TEXT SHOWN below:

All up he covered 2,973 mares in his 21 years at stud, resulting in 2,018 live foals (including 221 Australian-born with one final small crop yet to be born). Those figures are more than matched by progeny statistics sourced from Arion Pedigrees and headed by 1,063 winners of 3,382 races across 12 countries for stakes equivalent to more than $255 million.
The stars of that cohort are Savabeel’s 159 individual winners of stakes races, further refined to his 36 Group One winners of 61 elite races ranging in distance from 1200 to 3200m by horses aged from two to seven years.
Perhaps the most remarkable statistic within those figures is that 10 of his Group One winners were produced by daughters of former associate O’Reilly, while another three have the same champion broodmare sire on the next line of their distaff pedigree. And as an indicator for the future, mares by Savabeel have already produced nine individual Group One winners.
Sir Tristram set a benchmark of 45 Group One winners before Zabeel topped that by one, while the latter’s record 166 stakes winners is almost certain to be bettered by Savabeel. His raft of sires’ premierships comprises 10 New Zealand titles, the same number of Dewar titles for combined New Zealand and Australian earnings and nine Centaine awards for global earnings.
Even with Savabeel’s stud career now over, his influence and that of his predecessors will continue for generations, such is their deep presence in what amounts to international bloodlines accrued since Sir Tristram took up duties at Cambridge Stud in 1976.
The big question for the breeding industry now is whether a fourth-generation member of the dynasty founded half a century ago by the Irish-bred stallion can step up to a similar level.

End of TEXT SHOWN.
ENTRIES SHOWN below:

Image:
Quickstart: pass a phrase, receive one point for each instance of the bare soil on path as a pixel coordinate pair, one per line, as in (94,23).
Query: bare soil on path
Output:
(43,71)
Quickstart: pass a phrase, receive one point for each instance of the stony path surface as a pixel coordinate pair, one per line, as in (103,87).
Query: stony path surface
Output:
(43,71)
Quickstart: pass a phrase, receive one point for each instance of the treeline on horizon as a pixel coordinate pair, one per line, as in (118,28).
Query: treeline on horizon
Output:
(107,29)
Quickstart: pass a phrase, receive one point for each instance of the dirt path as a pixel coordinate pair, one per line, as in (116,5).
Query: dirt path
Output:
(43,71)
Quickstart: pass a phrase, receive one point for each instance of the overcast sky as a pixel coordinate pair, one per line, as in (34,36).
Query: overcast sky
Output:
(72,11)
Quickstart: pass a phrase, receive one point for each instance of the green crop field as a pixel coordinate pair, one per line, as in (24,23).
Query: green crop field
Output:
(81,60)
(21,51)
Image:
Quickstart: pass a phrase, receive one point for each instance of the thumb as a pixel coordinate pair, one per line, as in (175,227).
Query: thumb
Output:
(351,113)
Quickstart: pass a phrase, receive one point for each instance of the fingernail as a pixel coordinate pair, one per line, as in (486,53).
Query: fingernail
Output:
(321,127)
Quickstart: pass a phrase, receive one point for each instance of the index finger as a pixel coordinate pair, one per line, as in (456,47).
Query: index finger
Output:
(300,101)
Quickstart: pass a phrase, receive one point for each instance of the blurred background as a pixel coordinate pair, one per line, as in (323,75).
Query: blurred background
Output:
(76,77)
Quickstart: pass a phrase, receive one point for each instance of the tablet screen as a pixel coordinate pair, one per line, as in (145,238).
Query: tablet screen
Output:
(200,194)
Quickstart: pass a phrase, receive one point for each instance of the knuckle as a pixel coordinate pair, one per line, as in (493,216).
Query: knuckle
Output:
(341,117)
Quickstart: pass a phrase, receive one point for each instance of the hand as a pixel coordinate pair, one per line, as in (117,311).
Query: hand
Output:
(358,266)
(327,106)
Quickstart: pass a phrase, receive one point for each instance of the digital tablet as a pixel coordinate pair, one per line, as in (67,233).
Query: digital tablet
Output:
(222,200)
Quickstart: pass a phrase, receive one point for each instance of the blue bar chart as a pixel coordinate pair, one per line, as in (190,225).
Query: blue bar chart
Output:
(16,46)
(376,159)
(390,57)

End of ENTRIES SHOWN.

• _WHAT THE EXERCISE ASKS_
Carry on the text about the stallion Savabeel, picking up after its last sentence. The entries have no connection to the text about the stallion Savabeel.

• _EXERCISE RESULT_
Australian-based Cool Aza Beel, one of Savabeel’s two Group One-winning two-year-olds, is already the sire of the Gr.1 JJ Atkins Stakes winner Cool Archie from his first crop, while his New Zealand 2000 Guineas-winning son Embellish has left six black-type winners from his first three crops.
Waikato Stud home-bred Noverre, also the winner of the New Zealand 2000 Guineas and physically very much in the mould of his sire, was chosen in 2022 to stand alongside Savabeel and earlier this month was credited with his first winner, the Waterhouse-Bott-trained two-year-old debutant Hailstones.
Elsewhere between this country and Australia, the likes of Savabeel’s Group One-winning sons The Chosen One, Savaglee and Mo’unga are also at stud, so there is at least a number of cards in the pack to enable continuation of New Zealand thoroughbred breeding’s most potent dynasty. However, as Mark Chittick points out, for a son of Savabeel to get anywhere near emulating his predecessors’ achievements is a tall order.
“I’d love to think that a horse like Noverre would be able to step up, but what you have to realise is just how hard it is to become a champion sire.
“That’s what will always define Savabeel and the special horse he’s been for so long. That he was able to match or even surpass what Sir Tristram and Zabeel achieved is what defines him in our eyes – a horse of a lifetime.”